▶ _Written problem_:
Count how many lines in the material below contain the string "region", treating uppercase and lowercase as different. Reply with the number alone.

▶ _Information shown_:
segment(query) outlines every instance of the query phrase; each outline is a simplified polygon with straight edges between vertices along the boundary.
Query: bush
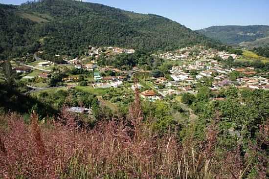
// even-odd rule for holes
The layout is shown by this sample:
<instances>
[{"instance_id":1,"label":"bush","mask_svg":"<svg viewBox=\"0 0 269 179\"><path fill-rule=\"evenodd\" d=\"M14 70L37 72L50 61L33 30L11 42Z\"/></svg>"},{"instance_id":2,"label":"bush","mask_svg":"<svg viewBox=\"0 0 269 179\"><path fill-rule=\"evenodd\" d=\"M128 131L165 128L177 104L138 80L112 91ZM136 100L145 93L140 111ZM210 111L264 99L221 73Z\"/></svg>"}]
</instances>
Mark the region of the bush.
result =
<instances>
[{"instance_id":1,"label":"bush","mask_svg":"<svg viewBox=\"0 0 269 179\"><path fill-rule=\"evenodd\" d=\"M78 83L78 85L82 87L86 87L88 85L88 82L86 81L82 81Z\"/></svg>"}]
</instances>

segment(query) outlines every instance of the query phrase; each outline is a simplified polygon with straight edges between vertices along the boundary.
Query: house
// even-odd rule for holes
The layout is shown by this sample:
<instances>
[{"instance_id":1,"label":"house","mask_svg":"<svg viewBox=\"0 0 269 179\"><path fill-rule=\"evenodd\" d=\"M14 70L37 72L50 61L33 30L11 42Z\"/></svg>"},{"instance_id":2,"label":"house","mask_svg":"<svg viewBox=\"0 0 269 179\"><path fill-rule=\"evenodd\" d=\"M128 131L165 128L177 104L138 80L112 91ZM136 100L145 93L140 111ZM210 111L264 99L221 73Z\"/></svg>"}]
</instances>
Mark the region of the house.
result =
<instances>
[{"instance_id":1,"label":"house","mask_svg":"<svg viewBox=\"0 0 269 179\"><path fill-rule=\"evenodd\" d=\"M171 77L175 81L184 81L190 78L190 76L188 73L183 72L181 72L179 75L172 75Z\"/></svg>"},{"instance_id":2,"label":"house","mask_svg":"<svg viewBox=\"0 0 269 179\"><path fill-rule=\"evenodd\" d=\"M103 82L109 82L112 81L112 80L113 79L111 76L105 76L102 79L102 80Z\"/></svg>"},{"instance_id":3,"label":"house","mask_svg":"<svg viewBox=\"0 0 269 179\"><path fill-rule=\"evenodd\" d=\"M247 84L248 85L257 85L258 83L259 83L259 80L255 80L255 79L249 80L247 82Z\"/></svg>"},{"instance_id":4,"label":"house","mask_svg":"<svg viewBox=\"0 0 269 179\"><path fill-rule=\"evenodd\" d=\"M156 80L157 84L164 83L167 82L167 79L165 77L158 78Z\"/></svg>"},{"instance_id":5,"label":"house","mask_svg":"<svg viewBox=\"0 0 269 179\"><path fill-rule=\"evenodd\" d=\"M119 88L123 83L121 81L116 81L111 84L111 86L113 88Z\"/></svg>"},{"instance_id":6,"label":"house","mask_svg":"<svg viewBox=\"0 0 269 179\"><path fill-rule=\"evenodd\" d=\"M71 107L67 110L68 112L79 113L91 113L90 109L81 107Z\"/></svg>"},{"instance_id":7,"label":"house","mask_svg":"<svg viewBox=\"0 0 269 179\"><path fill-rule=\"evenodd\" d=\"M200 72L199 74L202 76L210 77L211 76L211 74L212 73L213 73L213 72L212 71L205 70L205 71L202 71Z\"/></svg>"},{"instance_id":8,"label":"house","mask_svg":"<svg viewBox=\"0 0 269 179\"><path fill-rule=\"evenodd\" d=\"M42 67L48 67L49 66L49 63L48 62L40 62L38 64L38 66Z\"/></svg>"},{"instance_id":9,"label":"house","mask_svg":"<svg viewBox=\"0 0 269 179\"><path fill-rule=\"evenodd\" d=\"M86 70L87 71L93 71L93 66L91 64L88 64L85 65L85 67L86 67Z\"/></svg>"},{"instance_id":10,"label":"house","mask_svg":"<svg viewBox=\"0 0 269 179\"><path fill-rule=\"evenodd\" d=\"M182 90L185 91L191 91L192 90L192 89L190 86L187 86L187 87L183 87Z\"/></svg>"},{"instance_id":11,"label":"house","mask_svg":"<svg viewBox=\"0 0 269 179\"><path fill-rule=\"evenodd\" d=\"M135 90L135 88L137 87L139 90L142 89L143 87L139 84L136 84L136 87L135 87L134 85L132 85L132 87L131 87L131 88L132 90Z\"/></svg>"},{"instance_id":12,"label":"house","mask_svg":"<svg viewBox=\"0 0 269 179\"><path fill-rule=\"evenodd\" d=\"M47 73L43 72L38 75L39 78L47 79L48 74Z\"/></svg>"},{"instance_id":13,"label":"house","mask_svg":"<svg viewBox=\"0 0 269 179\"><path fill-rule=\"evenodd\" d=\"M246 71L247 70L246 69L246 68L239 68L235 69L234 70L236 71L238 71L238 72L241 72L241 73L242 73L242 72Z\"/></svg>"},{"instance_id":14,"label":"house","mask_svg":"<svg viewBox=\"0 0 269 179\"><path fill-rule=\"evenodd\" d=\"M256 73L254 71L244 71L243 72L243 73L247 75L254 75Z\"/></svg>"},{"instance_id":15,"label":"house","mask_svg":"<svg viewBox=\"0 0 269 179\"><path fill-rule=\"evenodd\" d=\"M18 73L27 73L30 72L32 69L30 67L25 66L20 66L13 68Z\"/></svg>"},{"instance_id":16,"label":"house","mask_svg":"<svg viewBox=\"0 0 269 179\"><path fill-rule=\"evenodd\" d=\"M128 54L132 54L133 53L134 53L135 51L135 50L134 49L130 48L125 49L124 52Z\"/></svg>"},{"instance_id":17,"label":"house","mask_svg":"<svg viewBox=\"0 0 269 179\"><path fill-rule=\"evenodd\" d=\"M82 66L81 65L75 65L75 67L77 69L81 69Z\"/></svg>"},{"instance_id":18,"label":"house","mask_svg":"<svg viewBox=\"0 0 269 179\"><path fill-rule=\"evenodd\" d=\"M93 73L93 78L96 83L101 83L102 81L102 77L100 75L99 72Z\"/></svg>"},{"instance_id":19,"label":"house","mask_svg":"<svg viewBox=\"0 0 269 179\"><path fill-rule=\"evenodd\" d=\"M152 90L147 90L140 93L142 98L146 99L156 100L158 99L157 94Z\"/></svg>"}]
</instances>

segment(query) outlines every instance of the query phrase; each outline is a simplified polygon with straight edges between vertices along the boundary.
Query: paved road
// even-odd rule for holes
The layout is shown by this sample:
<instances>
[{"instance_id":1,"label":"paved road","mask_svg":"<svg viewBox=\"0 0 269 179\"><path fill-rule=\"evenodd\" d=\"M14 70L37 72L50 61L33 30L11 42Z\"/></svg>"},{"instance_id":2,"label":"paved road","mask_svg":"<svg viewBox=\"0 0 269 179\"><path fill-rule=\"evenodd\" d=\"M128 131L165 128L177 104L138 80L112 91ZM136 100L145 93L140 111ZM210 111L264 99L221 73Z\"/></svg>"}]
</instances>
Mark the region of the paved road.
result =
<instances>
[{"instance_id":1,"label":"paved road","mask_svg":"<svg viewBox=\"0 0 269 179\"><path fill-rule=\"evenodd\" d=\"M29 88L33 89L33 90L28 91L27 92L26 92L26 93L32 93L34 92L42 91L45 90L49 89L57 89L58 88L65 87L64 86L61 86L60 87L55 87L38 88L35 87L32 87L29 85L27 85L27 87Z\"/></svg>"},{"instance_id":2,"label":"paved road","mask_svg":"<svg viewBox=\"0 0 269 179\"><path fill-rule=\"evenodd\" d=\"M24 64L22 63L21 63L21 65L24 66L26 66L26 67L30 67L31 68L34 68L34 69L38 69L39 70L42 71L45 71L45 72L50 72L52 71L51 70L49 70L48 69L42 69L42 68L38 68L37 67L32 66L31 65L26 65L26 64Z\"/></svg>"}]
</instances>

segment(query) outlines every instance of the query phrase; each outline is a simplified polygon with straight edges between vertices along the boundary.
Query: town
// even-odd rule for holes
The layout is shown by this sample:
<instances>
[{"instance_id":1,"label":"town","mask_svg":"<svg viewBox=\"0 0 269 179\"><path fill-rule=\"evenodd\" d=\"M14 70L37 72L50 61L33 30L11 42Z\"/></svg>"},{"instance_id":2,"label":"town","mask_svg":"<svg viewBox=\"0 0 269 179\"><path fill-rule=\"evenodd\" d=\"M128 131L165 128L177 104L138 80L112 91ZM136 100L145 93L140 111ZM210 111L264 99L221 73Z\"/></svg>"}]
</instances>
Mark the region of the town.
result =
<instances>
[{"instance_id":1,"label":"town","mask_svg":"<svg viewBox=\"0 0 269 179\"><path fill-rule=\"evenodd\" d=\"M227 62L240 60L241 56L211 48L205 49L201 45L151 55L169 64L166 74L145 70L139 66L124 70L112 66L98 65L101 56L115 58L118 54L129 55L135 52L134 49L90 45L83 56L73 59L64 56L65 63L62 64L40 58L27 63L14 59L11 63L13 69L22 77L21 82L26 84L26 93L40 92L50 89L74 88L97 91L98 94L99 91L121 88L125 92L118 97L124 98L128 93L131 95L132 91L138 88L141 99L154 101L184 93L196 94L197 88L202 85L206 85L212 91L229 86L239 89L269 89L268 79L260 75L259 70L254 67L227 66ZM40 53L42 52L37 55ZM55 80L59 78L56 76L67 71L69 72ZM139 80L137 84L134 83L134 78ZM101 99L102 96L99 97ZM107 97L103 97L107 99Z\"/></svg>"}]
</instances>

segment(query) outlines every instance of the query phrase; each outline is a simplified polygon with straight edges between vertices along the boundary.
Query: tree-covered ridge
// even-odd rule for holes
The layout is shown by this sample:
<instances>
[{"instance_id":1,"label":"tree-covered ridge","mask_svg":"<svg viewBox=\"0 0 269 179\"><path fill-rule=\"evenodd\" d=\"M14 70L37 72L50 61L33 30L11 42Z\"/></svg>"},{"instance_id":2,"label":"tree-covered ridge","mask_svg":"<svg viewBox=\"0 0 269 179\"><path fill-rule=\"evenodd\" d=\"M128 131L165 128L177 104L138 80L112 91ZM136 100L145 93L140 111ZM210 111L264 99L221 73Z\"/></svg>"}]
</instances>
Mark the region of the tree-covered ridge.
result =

▶ _Right answer_:
5